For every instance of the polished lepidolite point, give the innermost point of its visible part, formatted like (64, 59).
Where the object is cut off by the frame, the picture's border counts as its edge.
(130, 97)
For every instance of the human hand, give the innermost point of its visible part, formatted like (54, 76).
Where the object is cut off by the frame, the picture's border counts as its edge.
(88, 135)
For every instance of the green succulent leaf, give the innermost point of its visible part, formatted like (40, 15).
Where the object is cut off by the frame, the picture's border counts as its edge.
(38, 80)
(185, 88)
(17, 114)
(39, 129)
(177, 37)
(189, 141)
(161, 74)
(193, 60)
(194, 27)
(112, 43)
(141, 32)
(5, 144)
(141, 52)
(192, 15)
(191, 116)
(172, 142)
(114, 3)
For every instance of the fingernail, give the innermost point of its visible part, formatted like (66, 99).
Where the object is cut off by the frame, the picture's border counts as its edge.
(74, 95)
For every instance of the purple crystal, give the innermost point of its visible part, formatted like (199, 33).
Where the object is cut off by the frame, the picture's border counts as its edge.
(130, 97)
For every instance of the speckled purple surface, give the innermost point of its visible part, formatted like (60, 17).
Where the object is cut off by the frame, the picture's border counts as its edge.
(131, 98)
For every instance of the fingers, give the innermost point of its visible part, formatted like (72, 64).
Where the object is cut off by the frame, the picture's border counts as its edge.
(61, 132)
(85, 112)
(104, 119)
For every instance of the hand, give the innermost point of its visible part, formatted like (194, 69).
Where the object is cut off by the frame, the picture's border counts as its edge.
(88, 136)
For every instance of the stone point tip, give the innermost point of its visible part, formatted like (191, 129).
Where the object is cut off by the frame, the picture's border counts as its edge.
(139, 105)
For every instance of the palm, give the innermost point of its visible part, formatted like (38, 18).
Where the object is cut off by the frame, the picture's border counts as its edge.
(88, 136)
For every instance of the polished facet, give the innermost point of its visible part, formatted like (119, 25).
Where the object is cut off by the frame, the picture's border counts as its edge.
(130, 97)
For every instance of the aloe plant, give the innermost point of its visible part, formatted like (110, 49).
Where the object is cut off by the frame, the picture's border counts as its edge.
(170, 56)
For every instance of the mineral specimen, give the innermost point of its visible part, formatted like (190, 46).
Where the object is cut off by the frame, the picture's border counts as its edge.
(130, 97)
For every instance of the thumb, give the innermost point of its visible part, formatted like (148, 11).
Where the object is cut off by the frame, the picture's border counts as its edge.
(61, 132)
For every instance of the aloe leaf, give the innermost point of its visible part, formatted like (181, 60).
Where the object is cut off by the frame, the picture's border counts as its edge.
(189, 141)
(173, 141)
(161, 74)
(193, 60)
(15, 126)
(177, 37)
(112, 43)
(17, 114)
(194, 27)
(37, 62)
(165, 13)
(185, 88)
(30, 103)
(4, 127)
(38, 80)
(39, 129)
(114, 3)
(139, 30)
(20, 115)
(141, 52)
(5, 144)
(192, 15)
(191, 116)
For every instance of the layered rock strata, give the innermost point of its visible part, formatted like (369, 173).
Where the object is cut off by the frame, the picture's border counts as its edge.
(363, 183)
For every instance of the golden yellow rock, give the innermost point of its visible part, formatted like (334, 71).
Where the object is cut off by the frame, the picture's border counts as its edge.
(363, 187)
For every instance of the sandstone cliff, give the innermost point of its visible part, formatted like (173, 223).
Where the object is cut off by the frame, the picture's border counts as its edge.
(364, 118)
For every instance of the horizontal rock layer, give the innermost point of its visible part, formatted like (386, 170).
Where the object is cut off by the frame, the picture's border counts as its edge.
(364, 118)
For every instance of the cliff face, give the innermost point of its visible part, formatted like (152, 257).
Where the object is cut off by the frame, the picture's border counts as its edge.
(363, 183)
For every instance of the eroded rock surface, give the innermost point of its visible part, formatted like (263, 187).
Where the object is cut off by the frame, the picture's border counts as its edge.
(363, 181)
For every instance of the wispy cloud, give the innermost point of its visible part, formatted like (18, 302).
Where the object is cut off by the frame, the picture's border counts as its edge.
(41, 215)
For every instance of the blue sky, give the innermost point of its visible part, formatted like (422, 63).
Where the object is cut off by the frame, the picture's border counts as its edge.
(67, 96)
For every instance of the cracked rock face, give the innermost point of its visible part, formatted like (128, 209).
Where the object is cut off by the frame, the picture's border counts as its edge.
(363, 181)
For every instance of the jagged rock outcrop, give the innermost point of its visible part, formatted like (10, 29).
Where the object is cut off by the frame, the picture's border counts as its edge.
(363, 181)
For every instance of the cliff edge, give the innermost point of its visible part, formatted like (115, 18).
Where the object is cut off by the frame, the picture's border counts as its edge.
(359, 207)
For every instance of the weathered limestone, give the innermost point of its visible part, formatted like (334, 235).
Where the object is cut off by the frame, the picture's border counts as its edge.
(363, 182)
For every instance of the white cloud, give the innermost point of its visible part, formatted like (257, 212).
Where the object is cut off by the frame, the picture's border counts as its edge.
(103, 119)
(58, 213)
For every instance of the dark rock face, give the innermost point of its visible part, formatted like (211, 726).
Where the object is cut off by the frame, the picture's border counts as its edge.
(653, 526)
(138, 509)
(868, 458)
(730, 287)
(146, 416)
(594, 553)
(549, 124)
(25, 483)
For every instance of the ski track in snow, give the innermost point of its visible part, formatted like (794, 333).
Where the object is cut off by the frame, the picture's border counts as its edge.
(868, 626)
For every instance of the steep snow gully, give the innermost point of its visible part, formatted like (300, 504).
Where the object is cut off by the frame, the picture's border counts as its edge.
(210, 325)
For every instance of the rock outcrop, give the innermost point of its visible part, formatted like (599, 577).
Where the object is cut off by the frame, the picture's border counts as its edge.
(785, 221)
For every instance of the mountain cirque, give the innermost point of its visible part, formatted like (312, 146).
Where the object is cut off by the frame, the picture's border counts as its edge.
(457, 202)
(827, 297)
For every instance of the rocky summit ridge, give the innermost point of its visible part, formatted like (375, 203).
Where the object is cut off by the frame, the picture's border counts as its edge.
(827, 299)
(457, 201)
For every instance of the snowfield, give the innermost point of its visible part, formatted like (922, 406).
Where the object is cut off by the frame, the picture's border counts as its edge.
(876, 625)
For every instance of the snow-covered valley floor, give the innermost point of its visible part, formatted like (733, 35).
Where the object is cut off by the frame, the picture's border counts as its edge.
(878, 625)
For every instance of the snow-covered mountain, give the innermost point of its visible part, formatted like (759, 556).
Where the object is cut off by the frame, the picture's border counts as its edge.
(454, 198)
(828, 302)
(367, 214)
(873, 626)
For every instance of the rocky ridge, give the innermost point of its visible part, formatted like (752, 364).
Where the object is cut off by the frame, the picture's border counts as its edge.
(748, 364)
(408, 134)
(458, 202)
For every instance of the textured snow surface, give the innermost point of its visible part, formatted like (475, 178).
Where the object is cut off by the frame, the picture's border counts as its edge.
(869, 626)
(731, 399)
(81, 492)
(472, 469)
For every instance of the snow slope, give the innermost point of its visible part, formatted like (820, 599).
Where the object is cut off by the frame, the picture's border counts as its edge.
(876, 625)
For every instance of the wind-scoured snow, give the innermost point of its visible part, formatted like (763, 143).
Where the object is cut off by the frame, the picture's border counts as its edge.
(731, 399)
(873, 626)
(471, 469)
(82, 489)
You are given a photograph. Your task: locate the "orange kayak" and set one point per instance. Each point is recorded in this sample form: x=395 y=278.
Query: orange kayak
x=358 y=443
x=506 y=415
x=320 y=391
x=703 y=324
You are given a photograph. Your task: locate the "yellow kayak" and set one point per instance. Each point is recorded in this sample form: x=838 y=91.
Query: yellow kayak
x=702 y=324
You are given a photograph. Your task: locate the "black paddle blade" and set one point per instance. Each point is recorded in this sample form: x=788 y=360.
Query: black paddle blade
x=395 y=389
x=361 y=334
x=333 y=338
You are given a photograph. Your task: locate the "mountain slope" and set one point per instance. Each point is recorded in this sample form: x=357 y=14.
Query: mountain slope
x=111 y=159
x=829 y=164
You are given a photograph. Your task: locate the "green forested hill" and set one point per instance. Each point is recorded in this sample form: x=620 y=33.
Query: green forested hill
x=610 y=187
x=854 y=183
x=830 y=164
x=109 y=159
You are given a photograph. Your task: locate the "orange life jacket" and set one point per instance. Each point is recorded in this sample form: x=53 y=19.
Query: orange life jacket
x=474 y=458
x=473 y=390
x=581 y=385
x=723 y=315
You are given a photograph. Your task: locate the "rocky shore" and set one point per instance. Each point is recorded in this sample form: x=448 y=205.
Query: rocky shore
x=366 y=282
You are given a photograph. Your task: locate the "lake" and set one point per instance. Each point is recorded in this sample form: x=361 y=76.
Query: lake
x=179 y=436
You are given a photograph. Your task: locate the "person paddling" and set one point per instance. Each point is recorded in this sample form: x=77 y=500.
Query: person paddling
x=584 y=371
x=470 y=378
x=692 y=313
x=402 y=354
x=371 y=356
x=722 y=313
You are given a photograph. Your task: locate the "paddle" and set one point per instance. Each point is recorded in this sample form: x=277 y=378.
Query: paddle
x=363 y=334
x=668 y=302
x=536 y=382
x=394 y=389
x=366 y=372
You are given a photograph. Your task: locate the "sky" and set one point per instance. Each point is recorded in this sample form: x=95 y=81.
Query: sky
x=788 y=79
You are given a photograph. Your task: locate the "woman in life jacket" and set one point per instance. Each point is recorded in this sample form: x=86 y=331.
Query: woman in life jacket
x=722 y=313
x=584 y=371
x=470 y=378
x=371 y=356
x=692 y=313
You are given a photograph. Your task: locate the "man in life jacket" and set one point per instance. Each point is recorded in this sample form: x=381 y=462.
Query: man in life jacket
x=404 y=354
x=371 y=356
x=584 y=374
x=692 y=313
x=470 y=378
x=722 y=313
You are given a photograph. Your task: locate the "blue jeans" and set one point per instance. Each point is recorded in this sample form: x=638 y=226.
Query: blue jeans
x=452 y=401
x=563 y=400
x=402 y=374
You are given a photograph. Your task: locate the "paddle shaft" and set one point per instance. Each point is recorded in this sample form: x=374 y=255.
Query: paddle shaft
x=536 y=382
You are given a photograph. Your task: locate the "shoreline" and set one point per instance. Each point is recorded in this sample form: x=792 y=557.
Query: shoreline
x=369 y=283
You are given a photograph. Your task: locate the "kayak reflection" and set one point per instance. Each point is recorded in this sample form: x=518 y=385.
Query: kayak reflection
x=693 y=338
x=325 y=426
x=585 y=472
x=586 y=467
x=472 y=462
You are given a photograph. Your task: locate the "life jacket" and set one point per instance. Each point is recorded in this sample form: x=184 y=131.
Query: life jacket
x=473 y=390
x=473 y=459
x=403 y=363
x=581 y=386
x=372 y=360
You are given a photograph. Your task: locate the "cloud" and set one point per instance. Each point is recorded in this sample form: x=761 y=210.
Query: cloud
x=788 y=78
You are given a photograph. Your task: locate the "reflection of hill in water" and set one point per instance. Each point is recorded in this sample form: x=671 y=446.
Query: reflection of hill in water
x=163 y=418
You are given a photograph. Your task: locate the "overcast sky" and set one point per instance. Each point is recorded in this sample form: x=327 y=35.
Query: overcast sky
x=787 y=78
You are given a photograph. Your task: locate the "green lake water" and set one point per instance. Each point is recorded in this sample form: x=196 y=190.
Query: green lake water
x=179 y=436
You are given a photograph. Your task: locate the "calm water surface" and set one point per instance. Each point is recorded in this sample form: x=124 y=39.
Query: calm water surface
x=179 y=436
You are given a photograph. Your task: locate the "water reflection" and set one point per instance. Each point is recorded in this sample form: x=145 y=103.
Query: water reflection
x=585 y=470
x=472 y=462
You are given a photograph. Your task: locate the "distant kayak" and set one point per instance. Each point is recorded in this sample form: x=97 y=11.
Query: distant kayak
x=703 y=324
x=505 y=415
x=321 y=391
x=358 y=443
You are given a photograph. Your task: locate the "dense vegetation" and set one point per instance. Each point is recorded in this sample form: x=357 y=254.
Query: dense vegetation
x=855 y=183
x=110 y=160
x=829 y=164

◆ **SET PROBLEM**:
Copy out, word for word, everything from the line containing "form: x=374 y=255." down to the line containing "x=369 y=283", both of those lines included.

◆ **WRITTEN RESPONSE**:
You are given a photograph. Your task: locate the "paddle shaft" and set one point per instance. Each point is recorded in this sample form: x=374 y=255.
Query: paddle shaft
x=536 y=382
You are given a photograph. Your task: locate the "shoreline" and set one point per instance. Each point is recorded in this sample form: x=792 y=557.
Query: shoreline
x=369 y=283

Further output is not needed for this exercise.